[begin SELECTION]

The theory of rights
Human rights are fundamental, universal entitlements, justified by natural rights, dignity, the social contract and the lesson of history. They are classified as absolute (never restricted, Article 3), limited (restricted in defined situations, Article 5) or qualified (restricted if lawful, legitimate and proportionate, Articles 8 to 11).
The Convention and its articles
The European Convention on Human Rights (1950) sets out the protected rights. The key articles are Article 5 (liberty), Article 6 (fair trial), Article 8 (private life), Article 10 (expression) and Article 11 (assembly). The qualified rights are restricted only by the three-part test (prescribed by law, legitimate aim, proportionate).
The Human Rights Act 1998
The Act brought rights home: section 2 (take Strasbourg into account), section 3 (read legislation compatibly), section 4 (declaration of incompatibility), section 6 (unlawful for public authorities to breach rights). It protects rights while respecting parliamentary supremacy, because courts cannot strike down statutes.

[end SELECTION]
[begin SUPPLIED INFORMATION]

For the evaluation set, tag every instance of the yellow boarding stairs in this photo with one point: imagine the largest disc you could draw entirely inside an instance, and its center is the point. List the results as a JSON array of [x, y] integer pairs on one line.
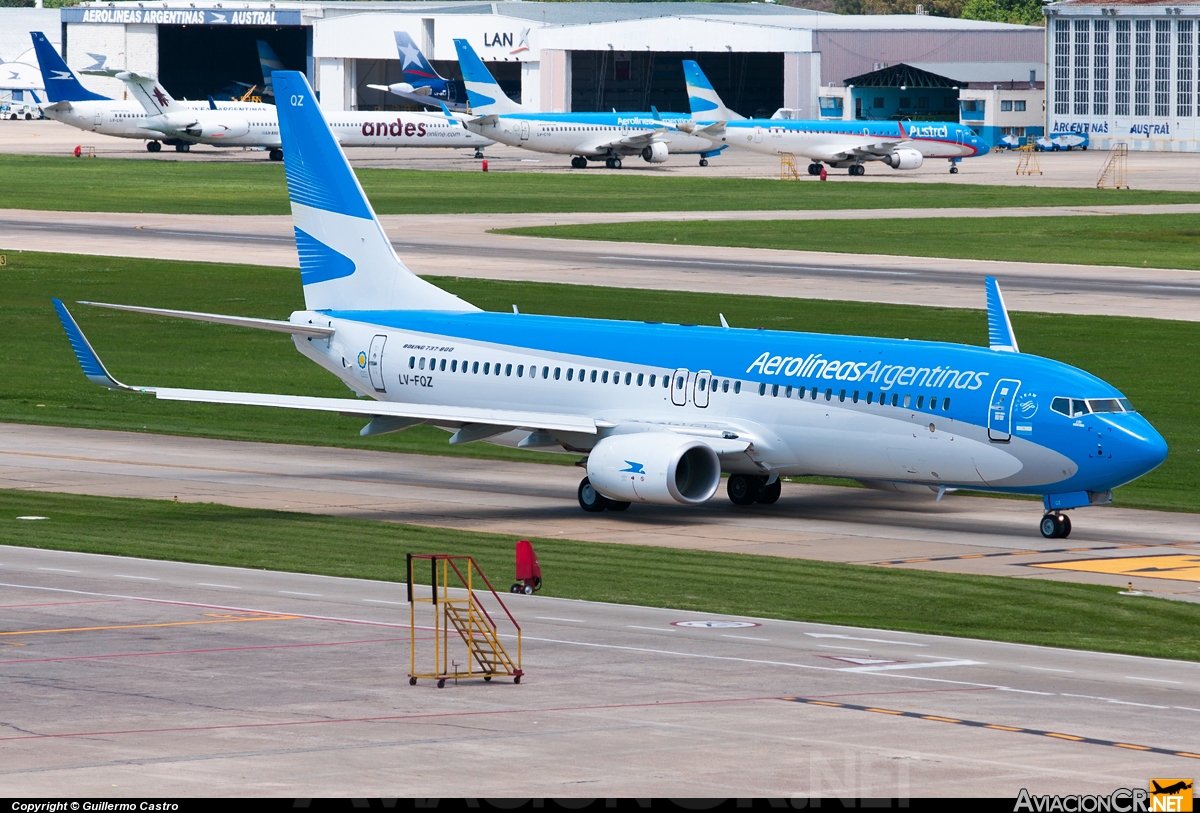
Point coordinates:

[end SUPPLIED INFORMATION]

→ WHAT TO WORK ON
1. Revise the human rights summary, starting with "The Human Rights" and going on through "strike down statutes.", with "parliamentary supremacy" replaced by "parliamentary sovereignty".
2. Continue the human rights summary after its final sentence, keeping its style of headed sections with concise points.

→ TASK-BY-TASK ANSWERS
1.
The Human Rights Act 1998
The Act brought rights home: section 2 (take Strasbourg into account), section 3 (read legislation compatibly), section 4 (declaration of incompatibility), section 6 (unlawful for public authorities to breach rights). It protects rights while respecting parliamentary sovereignty, because courts cannot strike down statutes.

2.
Enforcement and reform
Rights are enforced in the domestic courts and through judicial review (proportionality, R (Daly)), and, after exhausting domestic remedies, at the European Court of Human Rights. The reform debate considers replacing the Act with a British Bill of Rights.
How human rights law is examined
- Section B scenario (AO2). Identify the right engaged, classify it, apply the relevant test (the defined exceptions for limited rights, the three-part test for qualified rights, the HRA sections for remedies), and conclude.
- Section B evaluation (AO3). Judge an area (the effectiveness of enforcement, the case for reform) with arguments and examples and reach a reasoned conclusion.